* _Short exercise_: Return the listing below in full, with every line exactly as it is.

* _Provided data_:
※
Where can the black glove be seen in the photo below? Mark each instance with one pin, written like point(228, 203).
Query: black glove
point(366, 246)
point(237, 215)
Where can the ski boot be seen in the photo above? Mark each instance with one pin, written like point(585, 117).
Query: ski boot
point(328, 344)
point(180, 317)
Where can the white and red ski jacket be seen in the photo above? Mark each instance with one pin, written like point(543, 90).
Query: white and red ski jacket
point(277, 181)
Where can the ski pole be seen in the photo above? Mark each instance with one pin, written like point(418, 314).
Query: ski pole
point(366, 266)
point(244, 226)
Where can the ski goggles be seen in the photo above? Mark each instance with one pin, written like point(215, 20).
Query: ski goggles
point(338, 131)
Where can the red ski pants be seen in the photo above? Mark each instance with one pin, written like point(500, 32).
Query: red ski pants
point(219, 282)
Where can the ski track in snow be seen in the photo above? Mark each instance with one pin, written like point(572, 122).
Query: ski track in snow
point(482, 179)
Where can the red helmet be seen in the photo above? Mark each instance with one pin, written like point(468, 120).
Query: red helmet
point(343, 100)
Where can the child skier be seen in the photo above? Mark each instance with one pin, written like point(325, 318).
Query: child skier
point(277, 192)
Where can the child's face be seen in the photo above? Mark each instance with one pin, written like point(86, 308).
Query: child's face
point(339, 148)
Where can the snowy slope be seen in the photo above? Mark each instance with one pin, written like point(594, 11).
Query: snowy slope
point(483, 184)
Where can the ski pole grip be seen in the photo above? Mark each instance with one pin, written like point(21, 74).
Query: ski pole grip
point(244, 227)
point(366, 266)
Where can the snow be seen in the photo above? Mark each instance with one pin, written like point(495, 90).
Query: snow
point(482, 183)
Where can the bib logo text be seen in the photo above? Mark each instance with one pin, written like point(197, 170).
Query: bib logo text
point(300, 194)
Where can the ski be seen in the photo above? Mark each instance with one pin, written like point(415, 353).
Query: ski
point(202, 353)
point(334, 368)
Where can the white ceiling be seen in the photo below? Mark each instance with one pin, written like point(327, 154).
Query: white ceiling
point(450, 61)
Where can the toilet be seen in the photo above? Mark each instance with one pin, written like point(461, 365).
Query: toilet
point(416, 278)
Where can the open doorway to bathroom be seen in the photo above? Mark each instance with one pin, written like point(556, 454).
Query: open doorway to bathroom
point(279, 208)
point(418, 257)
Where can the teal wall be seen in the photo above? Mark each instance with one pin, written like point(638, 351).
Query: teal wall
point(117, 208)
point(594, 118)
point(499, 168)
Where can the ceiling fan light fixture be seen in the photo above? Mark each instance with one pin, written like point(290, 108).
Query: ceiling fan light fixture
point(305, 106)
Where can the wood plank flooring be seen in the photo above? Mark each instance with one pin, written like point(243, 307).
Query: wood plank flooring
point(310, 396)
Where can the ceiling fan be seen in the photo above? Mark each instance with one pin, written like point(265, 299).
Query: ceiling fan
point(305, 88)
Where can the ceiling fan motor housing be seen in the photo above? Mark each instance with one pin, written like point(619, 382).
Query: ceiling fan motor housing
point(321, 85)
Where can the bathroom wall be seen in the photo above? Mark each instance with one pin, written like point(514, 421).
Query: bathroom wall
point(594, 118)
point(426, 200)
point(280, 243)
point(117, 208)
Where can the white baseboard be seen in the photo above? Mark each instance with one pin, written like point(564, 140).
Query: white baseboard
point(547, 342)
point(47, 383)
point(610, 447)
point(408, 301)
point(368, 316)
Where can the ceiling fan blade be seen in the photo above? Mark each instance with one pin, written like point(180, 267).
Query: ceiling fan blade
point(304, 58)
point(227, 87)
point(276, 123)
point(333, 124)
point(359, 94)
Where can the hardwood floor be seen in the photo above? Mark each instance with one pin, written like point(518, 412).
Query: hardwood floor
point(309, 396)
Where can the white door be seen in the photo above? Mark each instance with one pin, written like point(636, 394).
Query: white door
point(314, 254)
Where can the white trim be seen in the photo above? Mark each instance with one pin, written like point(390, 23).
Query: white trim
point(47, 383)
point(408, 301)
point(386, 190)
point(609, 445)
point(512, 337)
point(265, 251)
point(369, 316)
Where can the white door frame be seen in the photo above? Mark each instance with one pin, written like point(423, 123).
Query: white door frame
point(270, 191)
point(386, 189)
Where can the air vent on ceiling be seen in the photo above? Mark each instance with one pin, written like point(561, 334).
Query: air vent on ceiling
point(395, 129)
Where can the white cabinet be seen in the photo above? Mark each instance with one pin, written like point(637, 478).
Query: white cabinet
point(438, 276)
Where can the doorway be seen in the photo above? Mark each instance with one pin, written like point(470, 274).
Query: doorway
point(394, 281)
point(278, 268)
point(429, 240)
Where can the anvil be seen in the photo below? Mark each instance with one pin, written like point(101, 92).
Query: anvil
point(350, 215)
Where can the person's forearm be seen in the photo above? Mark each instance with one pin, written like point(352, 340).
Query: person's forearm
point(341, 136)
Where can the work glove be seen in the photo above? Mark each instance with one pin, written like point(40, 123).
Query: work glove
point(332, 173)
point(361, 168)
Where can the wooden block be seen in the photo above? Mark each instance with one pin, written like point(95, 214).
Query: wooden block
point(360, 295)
※
* _Result below_:
Where can the black glove be seen in the photo below? Mark each instance with one pin, written like point(228, 203).
Query: black glove
point(366, 246)
point(237, 215)
Where can the ski boot be seen in the photo above? Mark each instance with one pin, written like point(585, 117).
Query: ski boot
point(328, 344)
point(180, 317)
Where can the white and red ski jacket be seen in the photo above? Mark each instance with one pin, written like point(543, 90).
Query: white and red ski jacket
point(277, 181)
Where can the ski pole be seen in the photo above? Mark each instance with one pin, written like point(418, 314).
Query: ski pole
point(366, 266)
point(244, 226)
Where can the ski goggles be seen in the photo above? Mark each instance with one pin, written like point(215, 20).
Query: ski goggles
point(338, 131)
Where can the red ski pants be seen in the photo above? Mark each instance with one pin, written like point(500, 32).
Query: red ski pants
point(219, 282)
Where can the ski track in snow be seen in the photo above? Mark each instance with one pin, written like point(572, 122).
Query: ski track in snow
point(482, 179)
Where can the red helmet be seen in the photo above? Mark each instance with one pin, written like point(468, 120).
Query: red helmet
point(343, 100)
Where can the child skier be seen in the photo above? Mark each instance with one pin, written like point(325, 318).
Query: child skier
point(277, 192)
Where can the child's face be seen in the photo above? Mark each instance with one pin, written like point(86, 308).
Query: child's face
point(339, 148)
Where can the snowy slope be seen in the photo above? Mark each instance with one pin, written like point(594, 11).
Query: snowy slope
point(483, 184)
Where can the ski pole grip be seen in the photo above? Mark each instance with one pin, written like point(21, 74).
Query: ski pole grip
point(244, 227)
point(366, 266)
Where can the snow be seen in the photo above? Mark each instance with one pin, written like point(495, 90).
Query: snow
point(482, 183)
Where can the bib logo text be seen in the photo above? Mark each instance with one pin, written like point(197, 170).
Query: bib logo text
point(300, 194)
Where can the ski be seen in the photo above? Mark each instance with one pin, written like point(415, 353).
Query: ski
point(202, 353)
point(334, 368)
Where can the white ceiling be seen in the photo below? Mark each instance with one pin, written like point(327, 154).
Query: white ceiling
point(450, 61)
Where can the toilet be seen in the photo above? Mark each instance with one pin, written like point(461, 365).
Query: toilet
point(416, 278)
Where can the open doorway to bathroom be seen in the photo above? Mark each instance with one pin, written like point(556, 454).
Query: open doorway to bathroom
point(279, 208)
point(418, 257)
Where can the teal wall be seen in the photo above? Mark each instance with one pin, written like point(638, 351).
Query: teal wall
point(117, 208)
point(594, 118)
point(499, 168)
Where can the ceiling fan light fixture be seen in the photo above? Mark each instance with one pin, written like point(290, 108).
Query: ceiling fan light fixture
point(305, 106)
Where can the wood plank flooring be seen in the photo above? Mark each instance with one pin, written like point(243, 307).
Query: wood plank flooring
point(310, 396)
Where can the ceiling fan be seen in the photo above? Mark each instance with one pin, written like point(265, 299).
Query: ceiling fan
point(305, 88)
Where can the ceiling fan motor housing be seen in the photo above? Mark each instance with one pin, written like point(619, 382).
Query: ceiling fan motor housing
point(321, 85)
Where can the bathroom wall be seen in the photo above? Mark each instance with one pin, written like point(514, 421).
Query: bathroom wall
point(594, 118)
point(426, 200)
point(280, 243)
point(117, 208)
Where can the white baseboard be seen in the photo above? Mark each instance with one pin, written like point(564, 140).
Query: white baseboard
point(547, 342)
point(47, 383)
point(610, 447)
point(408, 301)
point(368, 316)
Where can the ceiling fan blade be seen in the photo above? Mark each instance with one pin, written like point(180, 267).
Query: ceiling fan blade
point(304, 58)
point(227, 87)
point(276, 123)
point(333, 124)
point(359, 94)
Where can the hardwood floor be seen in the photo above? Mark each instance with one pin, written like point(518, 412).
Query: hardwood floor
point(309, 396)
Where can the white door be seen in the photo above? Mark each instance with one pin, written like point(636, 394).
Query: white door
point(314, 254)
Where can the white trim be seen in the photo above? Mark each instance with one pin, written like point(390, 23).
Query: white trim
point(47, 383)
point(408, 301)
point(386, 190)
point(609, 445)
point(512, 337)
point(265, 251)
point(369, 316)
Where can the white door frame be seen in the photo above? Mark each instance with one pin, written like point(423, 123).
Query: white door frame
point(270, 191)
point(386, 189)
Where can the air vent on ceiling be seen in the photo above? Mark each instance with one pin, written like point(561, 334).
Query: air vent on ceiling
point(395, 129)
Where can the white cabinet be seen in the photo above? Mark each instance with one pin, written like point(637, 478).
Query: white cabinet
point(438, 276)
Where can the doorway be seen in the photo above? Mark each instance with one pin, written like point(470, 274).
Query: doorway
point(394, 281)
point(278, 268)
point(429, 240)
Where can the anvil be seen in the photo below? Mark each instance with one pin, written like point(101, 92).
Query: anvil
point(350, 215)
Where can the person's forearm be seen in the photo above? Mark each instance with one pin, written like point(352, 340).
Query: person's forearm
point(341, 136)
Where can the work glove be seen in the photo above? Mark each instance with one pin, written like point(40, 123).
Query: work glove
point(332, 173)
point(361, 168)
Where can the wooden block be seen in the photo above? Mark each instance with one pin, written like point(95, 214).
Query: wooden block
point(360, 295)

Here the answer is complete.